## Travail demandé
1) Pouvez-vous recopier le passage du récit sur Tepano Jaussen qui va de « Tepano est très » jusqu'à « convaincre les autres. » ?
2) Pourriez-vous écrire la suite du récit de la visite à Tepano Jaussen, en reprenant juste après sa dernière phrase ?

## Bloc de texte
•••

Jaussen - Monchoisy - 1888

La nouvelle Cythère

par Monchoisy

 

1888 - pp. 57-60

Je reviens de Papenoo, l'un des districts les  plus intéressants de l’Ile. J'y ai vu Monseigneur Tepano Jaussen, évêque d'Axieri, ancien vicaire apostolique de Tahiti. Tepano, dans le pays on dit Tepano tout court, célèbre la messe dans une très modeste église, une case ordinaire, en bois. Il se console de n'avoir pas réussi à extirper l'hérésie en élevant des bœufs, en récoltant des noix de coco et en s'adonnant à d'importants travaux historiques et archéologiques. Il croit avoir trouvé la solution du grand problème de l’origine des Maoris, la race à laquelle appartiennent les Tahitiens et tous les Polynésiens en général.

Tepano est très fier de sa découverte. Il m'a montré des cahiers couverts de notes et, non sans quelque réticence, m'a donné à entendre que c'est dans l'une des Célèbes qu'il faut chercher les traces du premier groupe indien d'où sont nés les Polynésiens. C'est de là qu'ils auraient essaimé dans le Pacifique, abordant successivement à toutes les îles éparses de l'Océanie. Je ne suis pas grand clerc en ces matières. Tout en écoutant Tepano, je le regardais attentivement et je finissais par trouver à ce moine paysan, à ce bénédictin agriculteur, une physionomie à part, avec sa grande barbe grise, sa soutane tout usée et ses obstinations de vieillard et d'érudit qui se convainc lui-même en essayant de convaincre les autres.

•••

## Données

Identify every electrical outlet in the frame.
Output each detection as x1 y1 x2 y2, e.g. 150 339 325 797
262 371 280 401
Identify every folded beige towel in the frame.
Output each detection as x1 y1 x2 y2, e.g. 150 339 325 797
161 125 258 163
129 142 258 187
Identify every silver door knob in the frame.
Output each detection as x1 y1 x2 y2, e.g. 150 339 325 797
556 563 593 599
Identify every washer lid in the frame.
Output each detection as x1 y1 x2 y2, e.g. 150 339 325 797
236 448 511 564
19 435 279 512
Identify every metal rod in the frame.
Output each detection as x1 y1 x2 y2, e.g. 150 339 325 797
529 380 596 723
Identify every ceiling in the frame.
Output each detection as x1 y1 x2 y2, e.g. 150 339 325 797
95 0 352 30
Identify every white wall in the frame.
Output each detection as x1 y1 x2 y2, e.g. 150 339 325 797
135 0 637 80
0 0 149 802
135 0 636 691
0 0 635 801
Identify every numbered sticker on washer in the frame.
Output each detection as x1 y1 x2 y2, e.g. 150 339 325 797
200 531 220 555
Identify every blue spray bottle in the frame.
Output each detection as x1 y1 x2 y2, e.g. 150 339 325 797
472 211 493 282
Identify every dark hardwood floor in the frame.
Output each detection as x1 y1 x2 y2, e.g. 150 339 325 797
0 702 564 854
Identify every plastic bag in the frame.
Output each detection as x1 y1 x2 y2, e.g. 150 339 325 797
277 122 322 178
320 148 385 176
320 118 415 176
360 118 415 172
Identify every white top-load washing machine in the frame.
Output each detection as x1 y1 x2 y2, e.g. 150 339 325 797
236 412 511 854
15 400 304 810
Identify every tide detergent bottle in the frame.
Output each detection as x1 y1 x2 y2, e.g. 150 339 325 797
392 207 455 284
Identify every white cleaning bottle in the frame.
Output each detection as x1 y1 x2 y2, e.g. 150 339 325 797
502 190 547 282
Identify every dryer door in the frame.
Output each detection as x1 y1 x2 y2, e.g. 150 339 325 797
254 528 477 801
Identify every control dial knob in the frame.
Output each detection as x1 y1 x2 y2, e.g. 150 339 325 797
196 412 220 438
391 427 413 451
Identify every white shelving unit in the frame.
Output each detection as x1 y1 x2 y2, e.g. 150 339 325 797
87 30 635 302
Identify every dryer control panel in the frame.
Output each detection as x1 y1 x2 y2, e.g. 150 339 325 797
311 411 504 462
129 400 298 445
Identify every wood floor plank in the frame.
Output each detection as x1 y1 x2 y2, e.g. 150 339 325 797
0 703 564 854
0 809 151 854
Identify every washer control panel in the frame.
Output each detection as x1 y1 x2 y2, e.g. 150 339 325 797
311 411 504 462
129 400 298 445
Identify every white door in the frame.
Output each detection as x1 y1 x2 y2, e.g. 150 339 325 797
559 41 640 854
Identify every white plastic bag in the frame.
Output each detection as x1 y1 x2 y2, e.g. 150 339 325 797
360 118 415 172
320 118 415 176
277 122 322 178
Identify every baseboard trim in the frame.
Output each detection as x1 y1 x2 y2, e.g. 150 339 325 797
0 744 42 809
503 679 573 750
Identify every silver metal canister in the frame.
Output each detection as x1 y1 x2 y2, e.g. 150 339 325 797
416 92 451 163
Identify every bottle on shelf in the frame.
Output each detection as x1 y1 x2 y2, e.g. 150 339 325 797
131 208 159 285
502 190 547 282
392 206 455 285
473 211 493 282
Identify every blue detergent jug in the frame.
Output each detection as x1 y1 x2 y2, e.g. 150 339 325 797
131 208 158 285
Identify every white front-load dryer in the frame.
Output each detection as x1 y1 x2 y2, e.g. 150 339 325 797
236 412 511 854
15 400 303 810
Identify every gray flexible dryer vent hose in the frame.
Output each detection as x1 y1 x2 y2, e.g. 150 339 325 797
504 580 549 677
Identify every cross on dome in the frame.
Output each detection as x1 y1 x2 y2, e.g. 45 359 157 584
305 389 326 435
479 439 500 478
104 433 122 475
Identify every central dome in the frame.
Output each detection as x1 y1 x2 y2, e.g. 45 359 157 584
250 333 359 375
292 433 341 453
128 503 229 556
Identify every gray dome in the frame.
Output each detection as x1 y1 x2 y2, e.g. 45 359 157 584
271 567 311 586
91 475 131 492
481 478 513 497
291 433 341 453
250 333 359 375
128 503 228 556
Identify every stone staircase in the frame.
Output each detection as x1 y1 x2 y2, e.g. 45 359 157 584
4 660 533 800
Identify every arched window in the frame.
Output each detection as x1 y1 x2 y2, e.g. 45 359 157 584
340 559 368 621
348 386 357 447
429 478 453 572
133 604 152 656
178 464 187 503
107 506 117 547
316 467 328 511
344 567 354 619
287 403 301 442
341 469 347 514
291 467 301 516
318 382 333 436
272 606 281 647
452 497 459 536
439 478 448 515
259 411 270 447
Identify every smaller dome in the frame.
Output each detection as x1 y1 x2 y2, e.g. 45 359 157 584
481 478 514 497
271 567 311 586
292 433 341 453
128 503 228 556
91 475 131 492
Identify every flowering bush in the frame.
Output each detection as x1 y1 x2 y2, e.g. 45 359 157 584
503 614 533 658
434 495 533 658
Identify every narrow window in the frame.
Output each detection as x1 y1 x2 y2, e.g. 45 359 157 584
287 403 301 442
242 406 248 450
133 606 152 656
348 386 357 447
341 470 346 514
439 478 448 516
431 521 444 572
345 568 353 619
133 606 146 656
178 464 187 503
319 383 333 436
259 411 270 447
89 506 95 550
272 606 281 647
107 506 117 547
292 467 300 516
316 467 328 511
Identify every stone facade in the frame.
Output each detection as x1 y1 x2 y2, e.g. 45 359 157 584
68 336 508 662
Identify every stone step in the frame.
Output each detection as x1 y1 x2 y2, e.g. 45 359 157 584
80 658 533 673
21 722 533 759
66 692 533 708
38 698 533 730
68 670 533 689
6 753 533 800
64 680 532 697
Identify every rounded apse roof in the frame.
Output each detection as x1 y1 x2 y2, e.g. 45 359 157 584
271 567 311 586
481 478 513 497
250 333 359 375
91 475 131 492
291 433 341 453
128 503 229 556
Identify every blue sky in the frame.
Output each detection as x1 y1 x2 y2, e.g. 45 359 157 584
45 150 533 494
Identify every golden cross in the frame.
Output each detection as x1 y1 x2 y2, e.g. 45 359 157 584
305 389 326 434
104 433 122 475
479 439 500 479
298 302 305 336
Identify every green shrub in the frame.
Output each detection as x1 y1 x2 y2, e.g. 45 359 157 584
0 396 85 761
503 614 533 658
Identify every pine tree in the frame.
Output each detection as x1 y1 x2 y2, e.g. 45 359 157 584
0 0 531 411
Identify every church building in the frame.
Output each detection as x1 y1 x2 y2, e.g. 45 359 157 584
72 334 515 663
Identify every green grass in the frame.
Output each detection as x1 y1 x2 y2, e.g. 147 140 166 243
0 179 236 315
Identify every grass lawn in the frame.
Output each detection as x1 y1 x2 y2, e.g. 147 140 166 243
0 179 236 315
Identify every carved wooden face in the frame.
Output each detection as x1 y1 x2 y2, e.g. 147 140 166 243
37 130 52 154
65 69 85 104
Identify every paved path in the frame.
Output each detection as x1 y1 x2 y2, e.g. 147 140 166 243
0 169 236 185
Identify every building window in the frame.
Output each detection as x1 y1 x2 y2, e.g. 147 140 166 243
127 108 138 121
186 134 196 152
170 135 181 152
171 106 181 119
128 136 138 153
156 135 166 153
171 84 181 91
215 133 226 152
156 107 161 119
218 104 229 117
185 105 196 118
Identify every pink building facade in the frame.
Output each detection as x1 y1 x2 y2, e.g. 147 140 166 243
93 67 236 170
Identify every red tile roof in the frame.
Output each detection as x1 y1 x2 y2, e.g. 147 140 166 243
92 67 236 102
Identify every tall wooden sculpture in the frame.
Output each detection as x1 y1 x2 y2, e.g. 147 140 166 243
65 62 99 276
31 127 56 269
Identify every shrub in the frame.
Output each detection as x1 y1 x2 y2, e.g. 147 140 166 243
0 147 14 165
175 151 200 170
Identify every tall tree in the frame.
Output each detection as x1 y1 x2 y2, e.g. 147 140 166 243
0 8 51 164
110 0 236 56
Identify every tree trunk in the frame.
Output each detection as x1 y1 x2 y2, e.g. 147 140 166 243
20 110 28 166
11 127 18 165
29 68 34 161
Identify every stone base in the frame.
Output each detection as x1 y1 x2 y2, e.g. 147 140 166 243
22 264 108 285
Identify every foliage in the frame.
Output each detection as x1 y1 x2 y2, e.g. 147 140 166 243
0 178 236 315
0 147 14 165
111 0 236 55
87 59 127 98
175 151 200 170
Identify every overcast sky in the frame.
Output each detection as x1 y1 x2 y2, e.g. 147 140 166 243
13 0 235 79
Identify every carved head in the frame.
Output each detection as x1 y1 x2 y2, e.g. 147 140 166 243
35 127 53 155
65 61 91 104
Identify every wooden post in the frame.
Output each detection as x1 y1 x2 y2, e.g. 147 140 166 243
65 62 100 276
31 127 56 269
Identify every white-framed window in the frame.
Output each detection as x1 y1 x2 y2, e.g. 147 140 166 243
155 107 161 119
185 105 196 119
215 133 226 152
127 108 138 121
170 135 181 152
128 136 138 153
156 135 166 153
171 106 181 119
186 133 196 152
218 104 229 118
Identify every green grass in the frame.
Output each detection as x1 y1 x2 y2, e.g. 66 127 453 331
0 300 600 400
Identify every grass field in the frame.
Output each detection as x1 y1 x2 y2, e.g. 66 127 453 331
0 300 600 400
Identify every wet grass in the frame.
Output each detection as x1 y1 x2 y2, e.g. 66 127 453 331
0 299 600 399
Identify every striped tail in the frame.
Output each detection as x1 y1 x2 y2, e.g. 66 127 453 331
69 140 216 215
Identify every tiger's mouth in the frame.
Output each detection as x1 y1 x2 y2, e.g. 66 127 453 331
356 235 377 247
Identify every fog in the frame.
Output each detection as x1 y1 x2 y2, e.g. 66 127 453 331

•••

## Réponses par tâche
1)
Tepano est très fier de sa découverte. Il m'a montré des cahiers couverts de notes et, non sans quelque réticence, m'a donné à entendre que c'est dans l'une des Célèbes qu'il faut chercher les traces du premier groupe indien d'où sont nés les Polynésiens. C'est de là qu'ils auraient essaimé dans le Pacifique, abordant successivement à toutes les îles éparses de l'Océanie. Je ne suis pas grand clerc en ces matières. Tout en écoutant Tepano, je le regardais attentivement et je finissais par trouver à ce moine paysan, à ce bénédictin agriculteur, une physionomie à part, avec sa grande barbe grise, sa soutane tout usée et ses obstinations de vieillard et d'érudit qui se convainc lui-même en essayant de convaincre les autres.

2)
En ce moment, Tepano déchiffre un document précieux, des tablettes gravées, des tablettes de bois de rose trouvées dans l'Ile de Pâques. Or, ce qui manque le plus pour étudier l'histoire des Maoris, ce sont les documents écrits. On ne peut évidemment donner le nom d'écriture aux signes assez rares gravés sur les idoles ou sur quelques pierres. Il en est autrement des tablettes de Tepano ; ce sont proprement non des pages mais des lignes d'écriture, et les signes sont bien des caractères qui se répètent et dont le sens lui est connu. Ces caractères ont quelque chose d'hiéroglyphique, mais il s'en faut qu'ils aient la pureté, la beauté des caractères égyptiens. Il est difficile d'en donner une idée sans le secours de la gravure. Malgré leur naïveté grossière, ces caractères n'en constituent pas moins une écriture idéographique imitant, selon la définition de Champollion, plus ou moins exactement les objets existants dans la nature. Voici un poisson à n'en pas douter, deux poissons, trois poissons, une scolopendre, une ligne, un hameçon et un poisson au bout, une volaille ou un oiseau quelconque ; et peut-être doit-on voir dans un dernier dessin un bonhomme, un peu déjeté, il est vrai, et où il faut de la bonne volonté pour reconnaître les belles proportions du roi de la création.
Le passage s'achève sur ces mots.